Can you convert the entries below into a Markdown table with the columns Row and Line, numbering each line and leaving out blank lines?

[Bounding box annotation entries]
# # # #

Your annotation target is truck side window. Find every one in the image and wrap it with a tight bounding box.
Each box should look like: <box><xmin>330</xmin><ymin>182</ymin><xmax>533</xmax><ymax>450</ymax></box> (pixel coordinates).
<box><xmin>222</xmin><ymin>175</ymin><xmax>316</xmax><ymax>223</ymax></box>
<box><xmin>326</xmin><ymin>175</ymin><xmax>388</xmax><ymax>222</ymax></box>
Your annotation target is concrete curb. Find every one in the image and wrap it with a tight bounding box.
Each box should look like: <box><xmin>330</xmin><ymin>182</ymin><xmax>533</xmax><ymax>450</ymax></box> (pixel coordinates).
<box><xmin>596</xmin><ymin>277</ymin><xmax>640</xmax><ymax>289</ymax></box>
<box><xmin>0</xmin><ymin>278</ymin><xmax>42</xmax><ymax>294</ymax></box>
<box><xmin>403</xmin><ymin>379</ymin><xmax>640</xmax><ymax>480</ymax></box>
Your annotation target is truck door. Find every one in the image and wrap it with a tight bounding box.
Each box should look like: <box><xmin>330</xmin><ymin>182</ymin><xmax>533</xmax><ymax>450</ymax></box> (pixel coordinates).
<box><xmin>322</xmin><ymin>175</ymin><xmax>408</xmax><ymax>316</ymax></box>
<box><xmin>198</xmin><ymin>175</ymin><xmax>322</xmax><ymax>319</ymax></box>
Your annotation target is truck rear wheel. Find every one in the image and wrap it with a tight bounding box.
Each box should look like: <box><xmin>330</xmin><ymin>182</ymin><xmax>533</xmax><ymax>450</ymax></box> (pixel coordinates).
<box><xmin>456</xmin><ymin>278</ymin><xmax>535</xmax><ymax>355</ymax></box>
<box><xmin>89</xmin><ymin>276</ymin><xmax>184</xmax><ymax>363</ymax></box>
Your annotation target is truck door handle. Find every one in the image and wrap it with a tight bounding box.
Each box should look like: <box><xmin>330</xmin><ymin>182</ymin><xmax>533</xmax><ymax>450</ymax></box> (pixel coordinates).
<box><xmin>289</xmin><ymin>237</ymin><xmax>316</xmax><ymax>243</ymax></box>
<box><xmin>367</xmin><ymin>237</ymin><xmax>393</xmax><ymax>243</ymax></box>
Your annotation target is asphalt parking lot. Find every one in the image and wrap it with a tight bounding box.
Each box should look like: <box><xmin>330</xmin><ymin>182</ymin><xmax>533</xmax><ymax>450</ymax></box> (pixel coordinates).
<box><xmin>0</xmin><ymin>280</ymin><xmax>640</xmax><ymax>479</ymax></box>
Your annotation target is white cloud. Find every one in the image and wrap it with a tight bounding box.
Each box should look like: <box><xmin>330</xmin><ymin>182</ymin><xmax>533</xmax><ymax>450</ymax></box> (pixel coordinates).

# # # #

◆ **WRITTEN RESPONSE**:
| Row | Line |
|---|---|
| 1 | Your annotation target is truck side window. Find every one in the image and wrap it with a tight bounding box. |
| 2 | Each box should look like: <box><xmin>330</xmin><ymin>182</ymin><xmax>533</xmax><ymax>450</ymax></box> (pixel coordinates). |
| 3 | <box><xmin>222</xmin><ymin>175</ymin><xmax>316</xmax><ymax>223</ymax></box> |
| 4 | <box><xmin>326</xmin><ymin>175</ymin><xmax>388</xmax><ymax>222</ymax></box> |
| 5 | Your annotation target is concrete curb. Find every one in the image and wrap it with a tight bounding box. |
| 6 | Each box should look like: <box><xmin>330</xmin><ymin>182</ymin><xmax>533</xmax><ymax>450</ymax></box> (pixel coordinates). |
| 7 | <box><xmin>596</xmin><ymin>277</ymin><xmax>640</xmax><ymax>289</ymax></box> |
| 8 | <box><xmin>0</xmin><ymin>278</ymin><xmax>42</xmax><ymax>294</ymax></box> |
| 9 | <box><xmin>403</xmin><ymin>379</ymin><xmax>640</xmax><ymax>480</ymax></box> |
| 10 | Your annotation target is truck door. Find every one in the image and wrap it with a tight bounding box. |
| 11 | Each box should look like: <box><xmin>330</xmin><ymin>182</ymin><xmax>533</xmax><ymax>450</ymax></box> (pixel coordinates). |
| 12 | <box><xmin>322</xmin><ymin>175</ymin><xmax>408</xmax><ymax>316</ymax></box> |
| 13 | <box><xmin>198</xmin><ymin>175</ymin><xmax>322</xmax><ymax>319</ymax></box> |
| 14 | Your annotation target is truck rear wheel. Find every one in the image and wrap it with a tight bounding box. |
| 15 | Each box should look like: <box><xmin>330</xmin><ymin>182</ymin><xmax>533</xmax><ymax>450</ymax></box> (pixel coordinates). |
| 16 | <box><xmin>456</xmin><ymin>278</ymin><xmax>535</xmax><ymax>355</ymax></box> |
| 17 | <box><xmin>89</xmin><ymin>276</ymin><xmax>184</xmax><ymax>363</ymax></box> |
| 18 | Your annotation target is truck door handle. Find every one in the image and wrap it with a tight bounding box. |
| 19 | Each box should look like: <box><xmin>330</xmin><ymin>182</ymin><xmax>533</xmax><ymax>450</ymax></box> (pixel coordinates). |
| 20 | <box><xmin>289</xmin><ymin>237</ymin><xmax>316</xmax><ymax>243</ymax></box> |
| 21 | <box><xmin>367</xmin><ymin>237</ymin><xmax>393</xmax><ymax>243</ymax></box> |
| 22 | Your annotation target is asphalt parking lot. Find every one in the image and wrap it with a tight bounding box. |
| 23 | Each box should look like: <box><xmin>330</xmin><ymin>182</ymin><xmax>533</xmax><ymax>450</ymax></box> (pixel coordinates). |
| 24 | <box><xmin>0</xmin><ymin>280</ymin><xmax>640</xmax><ymax>479</ymax></box> |
| 25 | Your annotation target is white cloud. Find every one in the image and wrap it with a tight bounding box. |
| 26 | Each box should look like: <box><xmin>330</xmin><ymin>182</ymin><xmax>533</xmax><ymax>450</ymax></box> (pixel coordinates). |